▶ What you have to do
Write out the items below again, replacing each occurrence of "even-odd rule" with "nonzero winding rule" and changing nothing else.
═════ Given data
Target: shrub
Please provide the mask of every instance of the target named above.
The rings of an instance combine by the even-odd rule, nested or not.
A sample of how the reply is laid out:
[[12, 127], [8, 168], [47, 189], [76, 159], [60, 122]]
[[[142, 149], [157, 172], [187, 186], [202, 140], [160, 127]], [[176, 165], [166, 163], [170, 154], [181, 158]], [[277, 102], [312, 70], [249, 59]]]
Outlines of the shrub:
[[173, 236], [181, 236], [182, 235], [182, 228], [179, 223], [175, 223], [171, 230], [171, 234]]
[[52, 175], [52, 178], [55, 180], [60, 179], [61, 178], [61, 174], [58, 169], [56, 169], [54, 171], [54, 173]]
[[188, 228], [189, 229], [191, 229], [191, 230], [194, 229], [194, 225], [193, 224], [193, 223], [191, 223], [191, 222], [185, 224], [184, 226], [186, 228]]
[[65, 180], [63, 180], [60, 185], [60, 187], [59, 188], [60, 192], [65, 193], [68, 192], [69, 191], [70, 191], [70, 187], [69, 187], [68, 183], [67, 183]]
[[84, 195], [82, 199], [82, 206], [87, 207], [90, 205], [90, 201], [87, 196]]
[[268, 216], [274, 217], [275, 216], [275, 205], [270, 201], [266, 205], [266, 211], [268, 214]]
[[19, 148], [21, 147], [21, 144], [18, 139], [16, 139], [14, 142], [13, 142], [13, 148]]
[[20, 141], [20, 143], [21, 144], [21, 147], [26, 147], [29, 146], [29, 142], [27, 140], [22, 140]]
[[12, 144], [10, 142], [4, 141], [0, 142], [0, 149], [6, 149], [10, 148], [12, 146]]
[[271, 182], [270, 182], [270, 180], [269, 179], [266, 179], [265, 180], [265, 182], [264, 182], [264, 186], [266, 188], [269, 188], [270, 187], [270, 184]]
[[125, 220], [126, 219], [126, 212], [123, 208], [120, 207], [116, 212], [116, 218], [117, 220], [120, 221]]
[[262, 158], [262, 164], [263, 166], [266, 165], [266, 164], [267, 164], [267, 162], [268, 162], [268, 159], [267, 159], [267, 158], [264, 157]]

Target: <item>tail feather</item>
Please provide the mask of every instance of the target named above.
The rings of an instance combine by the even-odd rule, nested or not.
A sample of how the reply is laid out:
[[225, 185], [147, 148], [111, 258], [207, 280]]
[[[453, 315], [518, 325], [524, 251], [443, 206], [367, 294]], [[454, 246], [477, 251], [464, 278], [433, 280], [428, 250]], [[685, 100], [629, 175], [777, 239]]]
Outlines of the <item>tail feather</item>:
══════════
▶ Exercise response
Target: shrub
Please provide the mask of every instance of the target named above.
The rings of an instance combine by the nonzero winding rule, nested or not.
A sample of how the reply is laid out:
[[12, 127], [8, 168], [47, 189], [76, 159], [60, 122]]
[[[142, 149], [157, 172], [187, 186], [202, 140], [160, 127]], [[176, 165], [166, 163], [170, 154], [181, 158]], [[277, 102], [312, 70], [249, 59]]]
Outlines of the shrub:
[[173, 236], [181, 236], [182, 235], [182, 228], [179, 223], [175, 223], [171, 230], [171, 234]]
[[52, 175], [52, 178], [55, 180], [60, 179], [61, 178], [61, 174], [58, 169], [56, 169], [54, 171], [54, 173]]
[[188, 228], [189, 229], [191, 229], [191, 230], [194, 229], [194, 225], [193, 224], [193, 223], [191, 223], [191, 222], [185, 224], [184, 226], [186, 228]]
[[65, 180], [63, 180], [60, 185], [60, 187], [59, 188], [60, 192], [65, 193], [68, 192], [69, 191], [70, 191], [70, 187], [69, 187], [68, 183], [67, 183]]
[[84, 195], [82, 199], [82, 206], [87, 207], [90, 205], [90, 201], [87, 196]]
[[268, 216], [274, 217], [275, 216], [275, 205], [270, 201], [266, 205], [266, 211], [268, 214]]
[[19, 148], [21, 147], [21, 144], [18, 139], [16, 139], [14, 142], [13, 142], [13, 148]]
[[20, 141], [20, 143], [21, 144], [21, 147], [26, 147], [29, 146], [29, 142], [27, 140], [22, 140]]
[[12, 144], [10, 142], [4, 141], [0, 142], [0, 149], [6, 149], [10, 148], [12, 146]]
[[271, 182], [270, 182], [270, 180], [269, 179], [266, 179], [265, 180], [265, 182], [264, 182], [264, 186], [266, 188], [269, 188], [270, 187], [270, 184]]
[[125, 220], [126, 219], [126, 212], [123, 208], [120, 207], [116, 212], [116, 218], [117, 220], [120, 221]]
[[262, 158], [262, 164], [263, 166], [266, 165], [266, 164], [267, 164], [267, 162], [268, 162], [268, 159], [267, 159], [267, 158], [264, 157]]

Target: <item>tail feather</item>
Please provide the mask of every instance of the target named above.
The rings of an instance combine by the nonzero winding rule, nested or not.
A sample of how the reply is laid out:
[[225, 185], [147, 148], [111, 258], [207, 280]]
[[[453, 315], [518, 325], [524, 251], [443, 206], [367, 294]], [[454, 246], [477, 251], [464, 278], [433, 280], [428, 250]], [[685, 100], [629, 175], [777, 239]]]
Outlines of the <item>tail feather</item>:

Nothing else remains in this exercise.